Your answer is every line of the material below in which the string "wing" occurs.

● AVAILABLE DATA
::::::
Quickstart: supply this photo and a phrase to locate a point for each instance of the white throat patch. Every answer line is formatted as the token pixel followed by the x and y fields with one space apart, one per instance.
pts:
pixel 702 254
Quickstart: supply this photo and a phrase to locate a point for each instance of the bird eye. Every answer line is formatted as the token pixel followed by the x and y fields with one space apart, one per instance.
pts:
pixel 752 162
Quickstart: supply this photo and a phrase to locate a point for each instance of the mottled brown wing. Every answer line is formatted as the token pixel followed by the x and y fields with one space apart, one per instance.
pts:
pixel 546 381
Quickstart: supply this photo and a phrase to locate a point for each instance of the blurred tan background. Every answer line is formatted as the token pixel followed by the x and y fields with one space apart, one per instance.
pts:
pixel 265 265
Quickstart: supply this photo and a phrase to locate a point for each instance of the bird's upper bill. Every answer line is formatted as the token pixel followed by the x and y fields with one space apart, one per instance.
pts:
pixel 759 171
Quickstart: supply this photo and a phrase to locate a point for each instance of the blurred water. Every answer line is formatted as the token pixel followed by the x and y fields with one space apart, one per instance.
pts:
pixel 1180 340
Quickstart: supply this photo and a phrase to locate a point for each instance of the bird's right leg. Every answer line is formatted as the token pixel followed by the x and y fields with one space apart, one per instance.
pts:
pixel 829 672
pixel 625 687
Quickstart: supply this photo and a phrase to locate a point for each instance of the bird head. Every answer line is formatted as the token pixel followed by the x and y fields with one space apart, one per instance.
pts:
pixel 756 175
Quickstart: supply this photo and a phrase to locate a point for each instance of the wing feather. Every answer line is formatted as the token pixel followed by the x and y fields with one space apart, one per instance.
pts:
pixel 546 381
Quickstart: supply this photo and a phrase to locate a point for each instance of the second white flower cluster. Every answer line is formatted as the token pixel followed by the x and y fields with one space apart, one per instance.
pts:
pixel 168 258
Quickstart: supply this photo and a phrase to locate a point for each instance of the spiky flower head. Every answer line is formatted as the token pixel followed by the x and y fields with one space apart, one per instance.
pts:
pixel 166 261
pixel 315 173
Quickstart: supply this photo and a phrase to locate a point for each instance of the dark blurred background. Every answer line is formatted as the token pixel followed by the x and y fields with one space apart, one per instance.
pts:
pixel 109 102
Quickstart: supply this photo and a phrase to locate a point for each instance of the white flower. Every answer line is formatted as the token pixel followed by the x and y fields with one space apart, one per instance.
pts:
::::::
● RESPONSE AREA
Quickstart: supply this photo and a phrase to locate a point for each instance of the mottled brown wing. Every answer line is formatted as the token pixel followed by the x and y fields with one space apart, one per instance.
Quickstart: supply this photo and a phrase to locate a point for each instance of the wing feather. Every answer line is formatted as the token pixel followed by the x and y fields with one space apart, one per instance.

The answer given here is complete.